Task brief —
Can you give all the records again without altering a single character?

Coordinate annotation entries
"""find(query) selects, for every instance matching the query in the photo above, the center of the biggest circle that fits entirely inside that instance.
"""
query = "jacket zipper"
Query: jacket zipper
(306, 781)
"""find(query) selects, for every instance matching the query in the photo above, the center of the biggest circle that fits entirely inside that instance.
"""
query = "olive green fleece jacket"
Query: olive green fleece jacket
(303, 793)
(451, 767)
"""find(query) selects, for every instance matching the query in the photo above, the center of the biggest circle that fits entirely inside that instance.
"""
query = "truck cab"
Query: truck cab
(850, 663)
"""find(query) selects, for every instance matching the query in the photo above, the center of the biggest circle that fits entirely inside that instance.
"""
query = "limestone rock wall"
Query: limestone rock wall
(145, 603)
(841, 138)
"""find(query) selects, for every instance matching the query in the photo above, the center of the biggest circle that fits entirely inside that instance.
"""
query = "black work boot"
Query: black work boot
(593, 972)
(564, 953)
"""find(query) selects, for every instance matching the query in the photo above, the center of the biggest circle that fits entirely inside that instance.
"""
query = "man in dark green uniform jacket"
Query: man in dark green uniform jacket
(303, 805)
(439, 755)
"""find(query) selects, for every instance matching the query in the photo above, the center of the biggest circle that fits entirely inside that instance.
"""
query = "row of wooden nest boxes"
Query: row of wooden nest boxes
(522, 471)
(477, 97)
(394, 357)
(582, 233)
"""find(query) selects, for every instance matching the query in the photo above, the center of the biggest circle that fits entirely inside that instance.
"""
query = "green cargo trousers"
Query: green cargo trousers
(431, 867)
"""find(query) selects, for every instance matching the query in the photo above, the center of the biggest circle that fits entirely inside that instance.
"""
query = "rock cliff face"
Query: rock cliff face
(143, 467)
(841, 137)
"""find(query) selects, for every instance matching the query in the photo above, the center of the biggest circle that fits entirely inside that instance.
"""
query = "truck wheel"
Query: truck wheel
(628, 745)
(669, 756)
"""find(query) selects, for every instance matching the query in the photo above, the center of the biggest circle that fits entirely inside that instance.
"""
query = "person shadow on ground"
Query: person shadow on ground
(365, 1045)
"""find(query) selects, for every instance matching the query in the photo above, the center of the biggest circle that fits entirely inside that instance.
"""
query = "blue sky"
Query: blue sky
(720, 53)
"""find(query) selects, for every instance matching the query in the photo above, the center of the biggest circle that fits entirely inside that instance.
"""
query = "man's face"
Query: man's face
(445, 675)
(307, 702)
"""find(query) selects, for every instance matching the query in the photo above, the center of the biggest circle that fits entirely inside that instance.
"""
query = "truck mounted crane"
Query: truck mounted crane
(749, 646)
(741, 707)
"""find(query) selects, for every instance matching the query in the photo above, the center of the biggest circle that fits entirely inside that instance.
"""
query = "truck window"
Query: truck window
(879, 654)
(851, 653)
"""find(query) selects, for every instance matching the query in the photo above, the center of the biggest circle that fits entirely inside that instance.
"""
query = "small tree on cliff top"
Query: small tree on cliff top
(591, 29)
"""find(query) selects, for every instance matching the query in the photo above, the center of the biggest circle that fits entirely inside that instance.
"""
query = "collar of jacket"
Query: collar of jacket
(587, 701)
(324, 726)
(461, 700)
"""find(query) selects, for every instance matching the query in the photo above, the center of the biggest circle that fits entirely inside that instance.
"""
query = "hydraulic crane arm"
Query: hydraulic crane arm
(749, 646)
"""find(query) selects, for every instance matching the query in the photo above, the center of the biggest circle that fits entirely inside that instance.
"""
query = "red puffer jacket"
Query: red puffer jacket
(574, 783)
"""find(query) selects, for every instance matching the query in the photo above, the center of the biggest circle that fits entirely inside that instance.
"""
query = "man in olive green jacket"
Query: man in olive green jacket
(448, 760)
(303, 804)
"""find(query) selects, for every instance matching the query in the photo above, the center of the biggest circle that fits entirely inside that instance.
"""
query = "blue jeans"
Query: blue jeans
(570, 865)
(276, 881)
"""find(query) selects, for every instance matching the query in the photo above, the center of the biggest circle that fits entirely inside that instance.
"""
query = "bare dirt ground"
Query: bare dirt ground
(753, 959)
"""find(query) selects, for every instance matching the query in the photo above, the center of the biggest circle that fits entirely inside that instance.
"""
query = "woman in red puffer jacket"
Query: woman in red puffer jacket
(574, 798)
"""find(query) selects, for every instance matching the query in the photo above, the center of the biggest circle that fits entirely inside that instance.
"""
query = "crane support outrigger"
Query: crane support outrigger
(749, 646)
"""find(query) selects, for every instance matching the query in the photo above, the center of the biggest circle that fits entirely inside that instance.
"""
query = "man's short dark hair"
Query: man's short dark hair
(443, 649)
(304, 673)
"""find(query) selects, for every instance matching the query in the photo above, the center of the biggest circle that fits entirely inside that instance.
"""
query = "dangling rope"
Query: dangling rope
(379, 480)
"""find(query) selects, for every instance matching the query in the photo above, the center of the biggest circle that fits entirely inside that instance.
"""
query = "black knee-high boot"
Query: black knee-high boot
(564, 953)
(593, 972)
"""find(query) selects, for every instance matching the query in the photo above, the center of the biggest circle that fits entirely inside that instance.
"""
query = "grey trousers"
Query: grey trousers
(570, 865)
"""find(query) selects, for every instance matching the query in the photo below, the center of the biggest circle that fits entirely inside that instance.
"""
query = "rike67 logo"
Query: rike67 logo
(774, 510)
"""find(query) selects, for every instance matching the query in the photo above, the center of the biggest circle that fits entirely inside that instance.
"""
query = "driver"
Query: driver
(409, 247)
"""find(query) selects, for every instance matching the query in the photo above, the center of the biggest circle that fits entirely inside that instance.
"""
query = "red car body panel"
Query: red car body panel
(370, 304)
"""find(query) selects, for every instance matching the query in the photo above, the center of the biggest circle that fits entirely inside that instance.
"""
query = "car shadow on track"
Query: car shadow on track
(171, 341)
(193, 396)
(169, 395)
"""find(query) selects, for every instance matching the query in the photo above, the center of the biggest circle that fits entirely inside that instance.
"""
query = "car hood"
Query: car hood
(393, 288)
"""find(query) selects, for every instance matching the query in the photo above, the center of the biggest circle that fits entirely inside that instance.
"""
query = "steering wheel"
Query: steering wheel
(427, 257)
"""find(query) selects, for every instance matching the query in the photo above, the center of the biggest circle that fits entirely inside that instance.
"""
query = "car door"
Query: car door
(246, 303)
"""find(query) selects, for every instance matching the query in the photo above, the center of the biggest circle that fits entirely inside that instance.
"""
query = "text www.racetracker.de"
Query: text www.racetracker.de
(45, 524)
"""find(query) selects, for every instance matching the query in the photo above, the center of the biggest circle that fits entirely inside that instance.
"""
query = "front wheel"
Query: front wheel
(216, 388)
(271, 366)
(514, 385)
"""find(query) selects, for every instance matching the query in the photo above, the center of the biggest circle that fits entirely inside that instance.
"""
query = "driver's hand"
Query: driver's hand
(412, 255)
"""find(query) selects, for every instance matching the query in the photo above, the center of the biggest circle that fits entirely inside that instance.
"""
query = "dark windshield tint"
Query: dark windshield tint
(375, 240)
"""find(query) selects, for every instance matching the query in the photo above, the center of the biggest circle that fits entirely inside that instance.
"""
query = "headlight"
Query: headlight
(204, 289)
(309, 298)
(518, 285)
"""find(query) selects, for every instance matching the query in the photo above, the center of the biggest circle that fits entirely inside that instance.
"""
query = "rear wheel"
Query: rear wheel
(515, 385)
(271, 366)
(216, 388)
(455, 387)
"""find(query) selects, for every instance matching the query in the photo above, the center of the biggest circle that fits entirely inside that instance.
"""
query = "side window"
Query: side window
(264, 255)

Complete response —
"""find(query) selects, for every instance matching the query in the photo above, the center of the biggest circle that fits entirely inside that instance.
"""
query = "jacket zipper"
Query: jacket zipper
(306, 781)
"""find(query) selects, for every instance matching the query in the photo above, the center of the biggest circle that fits entirely inside that instance.
"""
query = "olive green fleece jacket"
Query: olive green fleece jacket
(303, 793)
(451, 767)
"""find(query) selects, for every instance matching the query in the photo above, the center of the biggest circle that fits entirely inside that instance.
"""
query = "truck cab"
Query: truck cab
(850, 663)
"""find(query) selects, for every instance matching the query in the photo above, the center of the biggest circle that fits entirely inside that instance.
"""
query = "limestone rock wall"
Query: limestone rock wall
(145, 603)
(841, 138)
"""find(query) selects, for every instance matching the query in the photo above, the center of the biggest circle that fits entirely inside that instance.
"""
query = "black work boot"
Query: black work boot
(593, 972)
(564, 953)
"""find(query) selects, for every instance matching the query in the photo above, the center of the biggest circle that fits entirely inside that instance.
"""
query = "man in dark green uniform jacket"
Query: man in dark green uniform jacket
(303, 805)
(439, 755)
"""find(query) selects, for every instance matching the query in the photo above, the center of the biggest circle that fits entirely inside that instance.
"""
query = "row of wooden nest boxes"
Query: row of wooden nest boxes
(522, 471)
(477, 97)
(394, 357)
(582, 233)
"""find(query) selects, for every instance matching the query in the photo above, the center of the biggest circle that fits entirely inside that instance.
"""
query = "green cargo trousers"
Query: green cargo trousers
(431, 867)
"""find(query) selects, for every instance matching the query in the photo above, the center of the biggest circle that fits entirely inside that instance.
"""
query = "rock cliff face"
Query: rock cliff face
(143, 467)
(841, 137)
"""find(query) selects, for every instance matching the query in the photo above, the center of the biggest circle that fits entirely inside that instance.
"""
query = "truck wheel"
Query: truck wheel
(628, 745)
(669, 756)
"""find(query) selects, for every instance matching the query in the photo above, the center of the biggest circle that fits entirely inside that instance.
"""
query = "person shadow on ground"
Query: person shadow on ground
(365, 1045)
"""find(query) selects, for every instance matching the query in the photo above, the center of the biggest circle that fits entirely inside that instance.
"""
query = "blue sky"
Query: blue sky
(720, 53)
"""find(query) selects, for every instance matching the query in the photo above, the center of the biggest circle that fits entirely inside that instance.
"""
query = "man's face"
Query: man's face
(445, 675)
(307, 702)
"""find(query) selects, for every instance matching the query in the photo above, the center of the biggest circle that fits entirely inside that instance.
"""
query = "truck mounted crane"
Query: truck mounted crane
(749, 646)
(741, 707)
"""find(query) selects, for every instance matching the query in the photo above, the center of the biggest circle that fits entirely inside that instance.
"""
query = "truck window"
Query: truck window
(879, 654)
(851, 653)
"""find(query) selects, for every instance matching the query in the photo above, the center of the biggest circle that fits entirely inside that instance.
"""
query = "small tree on cliff top"
Query: small tree on cliff top
(591, 29)
"""find(query) selects, for every instance matching the query in the photo above, the center of the biggest circle that fits entirely inside that instance.
"""
query = "collar of jacket"
Query: collar of jacket
(587, 701)
(324, 726)
(461, 700)
"""find(query) selects, for every instance matching the query in the photo above, the center of the biggest circle that fits entirely inside that instance.
"""
query = "hydraulic crane arm"
Query: hydraulic crane arm
(749, 646)
"""find(query) selects, for every instance matching the query in the photo above, the center of the biggest circle that fits entirely inside that instance.
"""
query = "red puffer jacket"
Query: red puffer jacket
(574, 783)
"""find(query) selects, for every instance matching the query in the photo above, the center of the biggest circle that fits entirely inside that instance.
"""
query = "man in olive green jacket"
Query: man in olive green jacket
(448, 760)
(303, 804)
"""find(query) selects, for every instance matching the query in the photo above, the center of the biggest circle that fits entirely inside that instance.
"""
query = "blue jeans"
Query: blue jeans
(570, 865)
(276, 881)
"""find(query) selects, for every instance matching the query in the photo above, the center of the biggest circle that fits entirely inside that instance.
"""
query = "bare dirt ground"
Query: bare dirt ground
(753, 959)
"""find(query) selects, for every instance matching the query in the photo above, the center of the biggest circle that fits entirely inside that instance.
"""
query = "woman in red puffer jacket"
Query: woman in red puffer jacket
(574, 798)
"""find(query) selects, for every instance matching the query in the photo above, the center of the biggest circle that fits entirely inside that instance.
"""
query = "crane support outrigger"
Query: crane support outrigger
(749, 646)
"""find(query) selects, for every instance matching the query in the photo above, the center of the biggest circle that fits entirely inside that instance.
"""
query = "man's short dark hair"
Query: man's short dark hair
(443, 649)
(304, 673)
"""find(query) selects, for every instance matching the query in the photo above, the center of the biggest circle that fits entirely inside that instance.
"""
query = "dangling rope"
Query: dangling rope
(379, 480)
"""find(query) selects, for every instance matching the query in the photo above, the center of the biggest circle that fits entirely inside that instance.
"""
query = "black knee-high boot"
Query: black knee-high boot
(564, 953)
(593, 972)
"""find(query) selects, for every instance matching the query in the photo above, the center of the biggest circle that fits entirely inside that instance.
"""
query = "grey trousers"
Query: grey trousers
(570, 865)
"""find(query) selects, for every instance matching the query in the photo below, the center of the biggest circle that fits entirely inside that instance.
"""
query = "rike67 logo"
Query: rike67 logo
(774, 510)
"""find(query) selects, for every instance matching the query in the photo above, the center of the biggest circle that fits entirely inside that instance.
"""
query = "driver"
Query: driver
(409, 247)
"""find(query) selects, for every instance matching the query in the photo above, the center of the biggest circle that fits entirely inside that instance.
"""
query = "red car body panel"
Query: red car body panel
(370, 304)
"""find(query) selects, for every instance matching the query in the photo above, the center of the biggest circle that fits entirely inside that instance.
"""
query = "car shadow on track"
Query: car shadow on track
(171, 341)
(193, 396)
(169, 395)
"""find(query) selects, for every instance matching the query in the photo above, the center of the biggest circle that fits entirely inside that instance.
"""
query = "car hood"
Query: car hood
(393, 288)
"""find(query) selects, for every instance matching the query in the photo above, the center of the biggest circle that fits entirely inside that instance.
"""
query = "steering wheel"
Query: steering wheel
(427, 257)
"""find(query) selects, for every instance matching the query in the photo above, the center of the biggest circle that fits entirely inside that instance.
"""
query = "car door"
Query: car door
(246, 303)
"""find(query) selects, for every instance matching the query in the photo above, the center of the biggest circle that fits entirely inside that instance.
"""
query = "text www.racetracker.de"
Query: text www.racetracker.de
(45, 524)
"""find(query) selects, for every instance matching the query in the photo above, the center of the biggest circle that fits entirely inside that instance.
"""
query = "front wheel"
Query: front wheel
(216, 388)
(271, 366)
(514, 385)
"""find(query) selects, for every instance matching the query in the photo above, the center of the biggest circle that fits entirely inside that instance.
"""
query = "driver's hand"
Query: driver's hand
(412, 255)
"""find(query) selects, for every instance matching the query in the photo above, the center of the biggest circle that fits entirely inside that instance.
"""
query = "dark windshield tint"
Query: dark windshield tint
(375, 240)
"""find(query) selects, for every instance matching the query in the photo above, the center of the biggest circle that fits entirely inside that instance.
"""
query = "headlight"
Query: headlight
(204, 289)
(309, 298)
(518, 285)
"""find(query) selects, for every instance matching the query in the photo above, the center of the biggest circle that fits entirely inside that instance.
"""
query = "rear wheel"
Query: rear wheel
(515, 385)
(271, 366)
(216, 388)
(455, 387)
"""find(query) selects, for every instance matching the query in the photo above, the center of the biggest circle that fits entirely inside that instance.
"""
query = "side window"
Query: side window
(264, 255)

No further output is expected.